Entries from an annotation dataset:
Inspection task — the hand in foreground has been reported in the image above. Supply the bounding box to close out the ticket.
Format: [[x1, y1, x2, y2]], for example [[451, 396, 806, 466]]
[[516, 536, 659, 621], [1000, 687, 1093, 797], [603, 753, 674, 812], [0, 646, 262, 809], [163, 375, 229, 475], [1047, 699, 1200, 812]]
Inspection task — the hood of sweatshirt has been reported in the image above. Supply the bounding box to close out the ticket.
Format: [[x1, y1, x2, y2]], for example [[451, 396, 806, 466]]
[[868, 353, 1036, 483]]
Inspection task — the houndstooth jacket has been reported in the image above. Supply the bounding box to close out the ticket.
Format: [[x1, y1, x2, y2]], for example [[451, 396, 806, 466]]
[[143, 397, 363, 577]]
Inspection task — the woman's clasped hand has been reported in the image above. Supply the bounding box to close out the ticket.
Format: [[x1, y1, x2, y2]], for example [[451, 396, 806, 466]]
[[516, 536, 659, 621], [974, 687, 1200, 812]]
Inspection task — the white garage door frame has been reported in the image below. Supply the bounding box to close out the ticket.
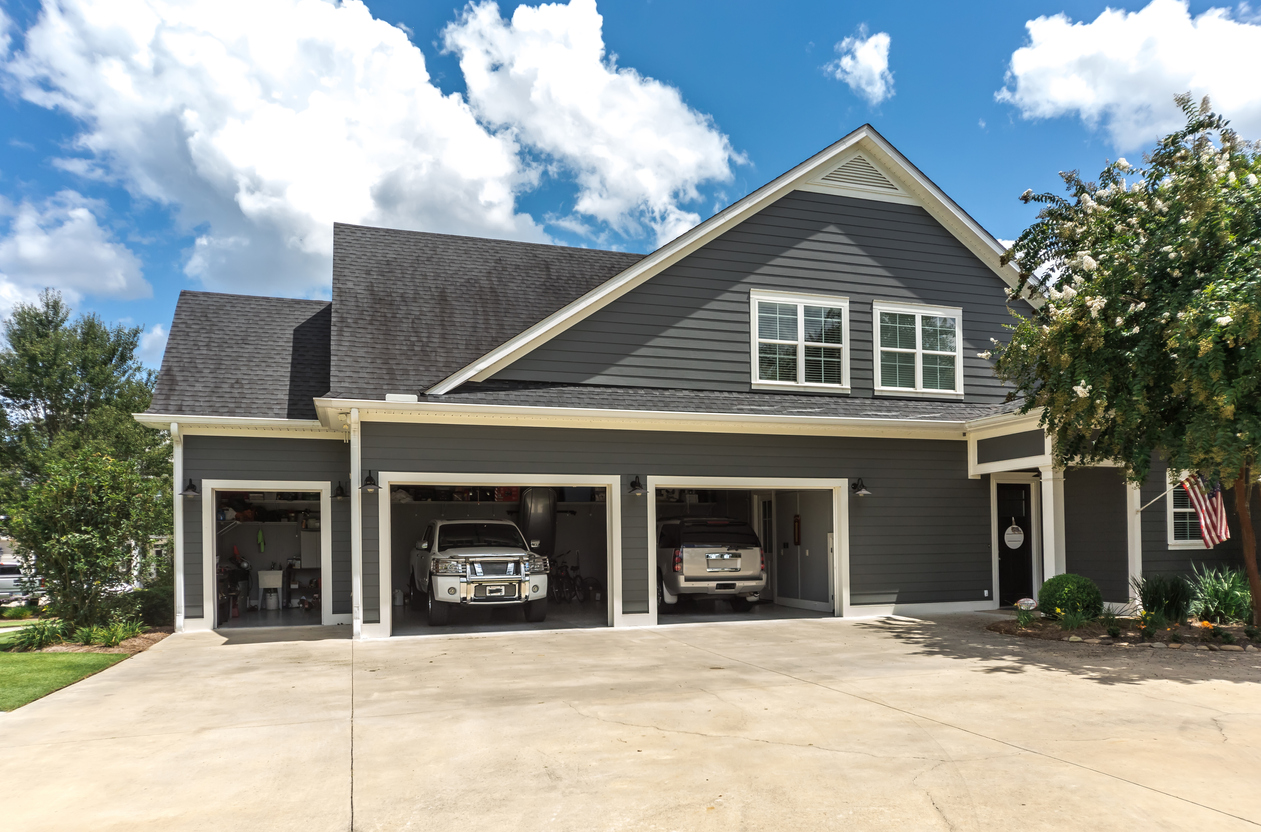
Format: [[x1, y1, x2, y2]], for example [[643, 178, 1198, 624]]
[[194, 479, 340, 633], [361, 471, 627, 638], [647, 475, 850, 624]]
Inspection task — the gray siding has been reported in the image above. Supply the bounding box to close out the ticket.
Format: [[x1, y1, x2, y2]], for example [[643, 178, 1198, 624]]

TASK DESCRIPTION:
Pull out every line of the records that contains the word "hand", copying each one in full.

EXERCISE SOLUTION:
Inspection task — the hand in foreground has been reported in the image above. Supply the bounding box to close out the ticket.
Inspection task — the woman's clasped hand has been reported in the image above. Supply the bounding box to close out the ticket.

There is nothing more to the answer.